▶ [What to work on] Word for word, repeat the lines of the records from the one containing "the truck hood" through the last line, both included.

▶ [The records]
========================================================================
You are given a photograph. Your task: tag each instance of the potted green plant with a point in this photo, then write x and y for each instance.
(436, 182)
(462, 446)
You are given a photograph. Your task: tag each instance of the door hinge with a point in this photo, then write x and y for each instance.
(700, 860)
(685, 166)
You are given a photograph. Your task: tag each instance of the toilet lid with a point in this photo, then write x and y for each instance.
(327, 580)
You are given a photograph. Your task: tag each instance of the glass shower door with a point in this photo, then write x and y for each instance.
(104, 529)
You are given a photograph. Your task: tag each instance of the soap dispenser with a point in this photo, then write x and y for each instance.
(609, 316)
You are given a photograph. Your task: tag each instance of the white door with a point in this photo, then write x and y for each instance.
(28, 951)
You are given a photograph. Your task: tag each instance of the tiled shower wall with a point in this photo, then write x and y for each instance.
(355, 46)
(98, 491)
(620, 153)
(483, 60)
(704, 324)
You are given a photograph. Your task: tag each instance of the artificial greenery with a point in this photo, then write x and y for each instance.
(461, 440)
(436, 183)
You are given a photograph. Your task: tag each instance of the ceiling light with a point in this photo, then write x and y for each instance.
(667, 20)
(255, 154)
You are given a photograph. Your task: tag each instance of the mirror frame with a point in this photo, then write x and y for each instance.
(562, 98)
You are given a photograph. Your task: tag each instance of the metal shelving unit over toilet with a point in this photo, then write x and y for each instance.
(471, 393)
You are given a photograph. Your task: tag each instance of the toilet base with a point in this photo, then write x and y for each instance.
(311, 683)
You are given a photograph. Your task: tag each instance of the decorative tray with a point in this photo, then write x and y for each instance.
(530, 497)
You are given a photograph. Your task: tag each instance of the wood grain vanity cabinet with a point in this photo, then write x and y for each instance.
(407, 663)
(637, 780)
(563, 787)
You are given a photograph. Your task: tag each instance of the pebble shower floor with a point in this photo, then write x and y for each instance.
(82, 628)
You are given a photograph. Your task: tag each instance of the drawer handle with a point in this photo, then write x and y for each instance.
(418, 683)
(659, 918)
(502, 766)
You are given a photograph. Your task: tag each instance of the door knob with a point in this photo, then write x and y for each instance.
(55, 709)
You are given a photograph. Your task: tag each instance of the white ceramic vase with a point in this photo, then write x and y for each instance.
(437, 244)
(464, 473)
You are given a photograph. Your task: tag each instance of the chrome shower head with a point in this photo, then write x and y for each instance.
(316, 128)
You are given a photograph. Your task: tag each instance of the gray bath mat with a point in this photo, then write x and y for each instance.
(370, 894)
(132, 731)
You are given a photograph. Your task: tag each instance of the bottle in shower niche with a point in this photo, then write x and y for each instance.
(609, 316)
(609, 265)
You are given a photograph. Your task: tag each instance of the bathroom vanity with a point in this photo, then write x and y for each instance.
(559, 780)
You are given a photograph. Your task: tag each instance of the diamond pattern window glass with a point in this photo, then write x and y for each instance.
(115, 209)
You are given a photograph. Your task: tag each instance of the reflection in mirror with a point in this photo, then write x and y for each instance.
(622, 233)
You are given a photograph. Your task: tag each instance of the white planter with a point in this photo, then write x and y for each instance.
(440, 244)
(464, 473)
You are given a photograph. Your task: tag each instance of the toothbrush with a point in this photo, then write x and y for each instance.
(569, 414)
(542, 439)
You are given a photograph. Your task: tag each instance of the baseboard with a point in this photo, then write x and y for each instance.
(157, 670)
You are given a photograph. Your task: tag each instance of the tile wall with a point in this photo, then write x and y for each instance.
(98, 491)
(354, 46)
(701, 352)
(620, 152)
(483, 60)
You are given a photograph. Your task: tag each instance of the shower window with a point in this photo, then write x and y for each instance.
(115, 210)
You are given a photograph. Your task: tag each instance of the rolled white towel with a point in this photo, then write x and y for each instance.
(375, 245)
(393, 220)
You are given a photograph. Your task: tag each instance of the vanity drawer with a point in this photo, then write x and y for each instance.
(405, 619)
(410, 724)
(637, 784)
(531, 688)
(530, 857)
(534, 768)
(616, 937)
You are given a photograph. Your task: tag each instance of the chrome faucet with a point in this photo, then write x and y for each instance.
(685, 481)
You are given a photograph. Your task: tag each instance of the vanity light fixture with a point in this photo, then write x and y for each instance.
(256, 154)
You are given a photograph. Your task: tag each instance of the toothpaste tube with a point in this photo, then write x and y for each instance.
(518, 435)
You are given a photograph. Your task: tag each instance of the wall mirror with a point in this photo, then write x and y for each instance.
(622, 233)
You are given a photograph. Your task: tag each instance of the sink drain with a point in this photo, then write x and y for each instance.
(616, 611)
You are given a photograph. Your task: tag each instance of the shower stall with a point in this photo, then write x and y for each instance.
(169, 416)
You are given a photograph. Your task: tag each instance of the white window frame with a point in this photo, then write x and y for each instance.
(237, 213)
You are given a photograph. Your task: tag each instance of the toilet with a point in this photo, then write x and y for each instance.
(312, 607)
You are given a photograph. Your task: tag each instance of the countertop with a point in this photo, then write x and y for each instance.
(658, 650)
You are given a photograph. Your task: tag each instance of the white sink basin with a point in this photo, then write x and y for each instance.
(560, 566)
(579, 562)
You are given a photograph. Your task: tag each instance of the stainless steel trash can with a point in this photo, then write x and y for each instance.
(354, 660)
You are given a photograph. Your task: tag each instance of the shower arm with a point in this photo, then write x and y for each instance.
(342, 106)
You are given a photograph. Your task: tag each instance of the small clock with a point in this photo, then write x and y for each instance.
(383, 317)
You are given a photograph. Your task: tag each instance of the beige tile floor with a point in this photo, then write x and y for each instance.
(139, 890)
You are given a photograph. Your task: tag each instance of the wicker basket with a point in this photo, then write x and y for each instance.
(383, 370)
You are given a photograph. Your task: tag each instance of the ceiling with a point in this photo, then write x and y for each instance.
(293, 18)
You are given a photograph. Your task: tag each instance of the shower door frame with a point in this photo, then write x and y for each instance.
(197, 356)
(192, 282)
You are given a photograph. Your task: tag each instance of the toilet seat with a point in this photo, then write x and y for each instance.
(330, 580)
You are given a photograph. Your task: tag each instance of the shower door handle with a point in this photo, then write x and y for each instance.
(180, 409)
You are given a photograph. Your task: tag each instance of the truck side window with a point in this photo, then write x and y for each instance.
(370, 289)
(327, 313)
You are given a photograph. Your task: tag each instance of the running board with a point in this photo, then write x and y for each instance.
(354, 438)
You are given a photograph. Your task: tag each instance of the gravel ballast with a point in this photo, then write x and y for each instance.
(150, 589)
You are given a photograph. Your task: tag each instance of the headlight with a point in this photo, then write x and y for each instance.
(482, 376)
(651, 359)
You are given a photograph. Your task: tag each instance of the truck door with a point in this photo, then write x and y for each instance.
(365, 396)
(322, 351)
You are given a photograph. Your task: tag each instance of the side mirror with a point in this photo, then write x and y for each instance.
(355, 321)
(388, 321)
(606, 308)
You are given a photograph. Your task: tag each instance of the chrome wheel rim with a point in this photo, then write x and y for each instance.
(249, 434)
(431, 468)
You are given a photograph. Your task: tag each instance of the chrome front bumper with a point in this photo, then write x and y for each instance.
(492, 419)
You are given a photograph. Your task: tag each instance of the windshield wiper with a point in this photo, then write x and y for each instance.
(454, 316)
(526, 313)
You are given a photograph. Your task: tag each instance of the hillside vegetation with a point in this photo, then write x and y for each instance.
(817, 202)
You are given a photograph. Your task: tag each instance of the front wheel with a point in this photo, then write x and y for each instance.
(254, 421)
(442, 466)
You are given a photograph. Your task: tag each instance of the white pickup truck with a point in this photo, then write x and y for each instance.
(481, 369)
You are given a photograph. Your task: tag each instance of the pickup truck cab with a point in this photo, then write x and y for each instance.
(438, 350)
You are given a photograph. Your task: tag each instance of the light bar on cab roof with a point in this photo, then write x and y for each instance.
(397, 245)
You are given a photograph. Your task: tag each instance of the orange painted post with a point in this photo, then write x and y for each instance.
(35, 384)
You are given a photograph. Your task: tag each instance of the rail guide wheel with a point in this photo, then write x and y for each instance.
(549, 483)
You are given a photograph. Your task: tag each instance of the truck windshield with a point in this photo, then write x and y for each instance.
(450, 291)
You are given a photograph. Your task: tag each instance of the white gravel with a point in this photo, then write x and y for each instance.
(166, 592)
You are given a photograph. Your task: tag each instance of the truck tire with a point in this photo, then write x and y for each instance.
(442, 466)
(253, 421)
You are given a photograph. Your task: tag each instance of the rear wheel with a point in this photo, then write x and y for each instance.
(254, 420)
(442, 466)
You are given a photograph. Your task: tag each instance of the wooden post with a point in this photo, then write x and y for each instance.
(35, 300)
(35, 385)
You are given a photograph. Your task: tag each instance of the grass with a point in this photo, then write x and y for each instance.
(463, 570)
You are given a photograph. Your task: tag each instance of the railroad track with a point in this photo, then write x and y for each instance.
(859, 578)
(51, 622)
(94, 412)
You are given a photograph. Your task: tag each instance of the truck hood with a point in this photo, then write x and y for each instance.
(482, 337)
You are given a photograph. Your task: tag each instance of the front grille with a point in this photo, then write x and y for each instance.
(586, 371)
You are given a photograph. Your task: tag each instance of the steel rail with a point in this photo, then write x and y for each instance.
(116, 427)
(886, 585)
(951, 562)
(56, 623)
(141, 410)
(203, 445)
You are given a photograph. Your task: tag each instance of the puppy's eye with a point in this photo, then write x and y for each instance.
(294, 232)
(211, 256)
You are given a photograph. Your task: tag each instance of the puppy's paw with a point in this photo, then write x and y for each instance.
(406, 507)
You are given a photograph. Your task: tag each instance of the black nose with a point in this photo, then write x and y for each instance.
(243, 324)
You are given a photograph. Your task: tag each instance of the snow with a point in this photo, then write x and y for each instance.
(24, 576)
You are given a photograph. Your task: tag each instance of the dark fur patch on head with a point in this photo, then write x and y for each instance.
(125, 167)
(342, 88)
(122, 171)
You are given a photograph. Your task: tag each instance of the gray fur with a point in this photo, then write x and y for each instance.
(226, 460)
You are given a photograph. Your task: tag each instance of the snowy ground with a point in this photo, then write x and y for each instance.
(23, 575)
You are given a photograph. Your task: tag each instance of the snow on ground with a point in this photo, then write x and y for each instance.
========================================================================
▶ [Final result]
You are given a photograph. Your task: tag each instance of the truck hood with a point in this photo, then write x and y for each instance.
(482, 337)
You are given a photograph. Your task: tag each instance of the front grille with a point in this photo, then write x and y for each instance.
(586, 371)
You are given a photograph. Your task: tag each instance of the steel rail with a point in this photo, then write x and y for each instance.
(116, 427)
(886, 585)
(951, 562)
(56, 623)
(141, 410)
(203, 445)
You are given a photograph. Your task: tag each instance of the puppy's eye with a point in this photo, then write x and y for each instance.
(294, 232)
(211, 256)
You are given a photograph. Your task: tag each instance of the puppy's paw with a point in this photo, then write x and y for each instance.
(406, 507)
You are given a photograph. Your task: tag each instance of the black nose with a point in this photo, then write x and y for each instance.
(243, 324)
You are given a photograph. Your task: tag each instance of the snow with a point in this photo, then write x and y for each instance.
(24, 576)
You are given a photograph. Your task: tag each instance of the dark fur patch on head with a point in this photo, then write x and y for each instance.
(125, 167)
(342, 88)
(122, 171)
You are given a photograph. Your task: tag each instance of the gray fur with a point in this photo, then write x and y for each instance.
(226, 460)
You are given a photograph. Your task: tag each instance of the snowy ground with a point in this photo, then write x and y for each instance.
(23, 575)
You are given a photograph. Your task: tag each instance of the snow on ground with a point in this photo, then write x and y for each instance.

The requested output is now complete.